◆ DATA FOR THIS EXERCISE:
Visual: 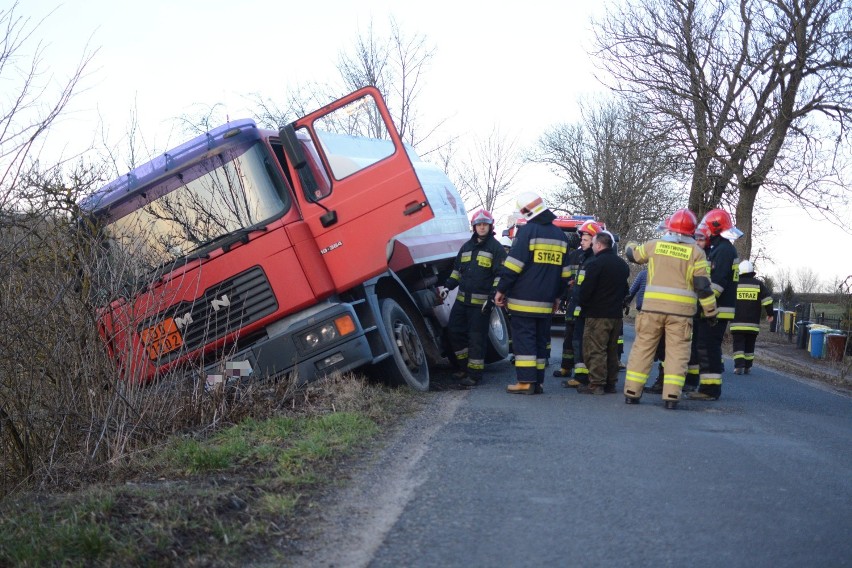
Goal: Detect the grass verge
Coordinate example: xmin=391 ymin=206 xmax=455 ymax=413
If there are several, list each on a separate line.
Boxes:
xmin=0 ymin=376 xmax=422 ymax=566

◆ EXERCISE INSTRUCTIONS:
Set out every line of the listing above as a numbered list, skipping any blank lines and leaving out the picture.

◆ TASK RESPONSE:
1. Visual: 
2. Goal: Detect the grass verge
3. Coordinate example: xmin=391 ymin=206 xmax=455 ymax=413
4. If there are several, list each on a separate line.
5. Boxes:
6. xmin=0 ymin=376 xmax=422 ymax=566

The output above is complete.